━━ Supplied text ━━
What do you think about with regards to the challenges you'll face as a leader in that next stage
of growth, that next stage of evolution, what are you going to face and how do you expect
coaching to be helpful to you in that?
Eric Kinariwala:
I think you know, I think at some point you don't know when, but at some point, you know, my
job went from the very early is actually building the product that created value for the consumer
and for the doctor and for other parts of the healthcare ecosystem and making sure we got that
product right and spot on and that people love using it and that it was scalable and the
economics were right and the brand was right. And I think my job has evolved, continues to
evolve to really from building the product, to building the company that can then continuously
build the product or a series of products that create value. And so really almost from a macro
perspective, thinking about my job is now building the product, which is the company that can
then produce, you know, things of value or you know, consumers and doctors and other people.
━━━
━━ Available data ━━
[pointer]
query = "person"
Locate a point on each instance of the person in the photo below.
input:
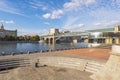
━━━
_What to do_.
A – Please rewrite the paragraph of the interview excerpt that begins "I think you know, I think at some point" in two or three shorter sentences, keeping its main facts.
B – List every condition that Eric Kinariwala says the interview excerpt's early-stage product had to meet.

_Outputs_.
A – Early on, Eric Kinariwala's job was building a product that created value for consumers, doctors, and other parts of the healthcare ecosystem, and making sure it was right, loved by users, scalable, economically sound, and well branded. At some point, though no one can say exactly when, his job began shifting, and is still shifting, toward building a company that can keep producing such a product or a series of products. He now sees the company itself as the product he is building.

B –
- The product was right and spot on
- People loved using it
- It was scalable
- The economics were right
- The brand was right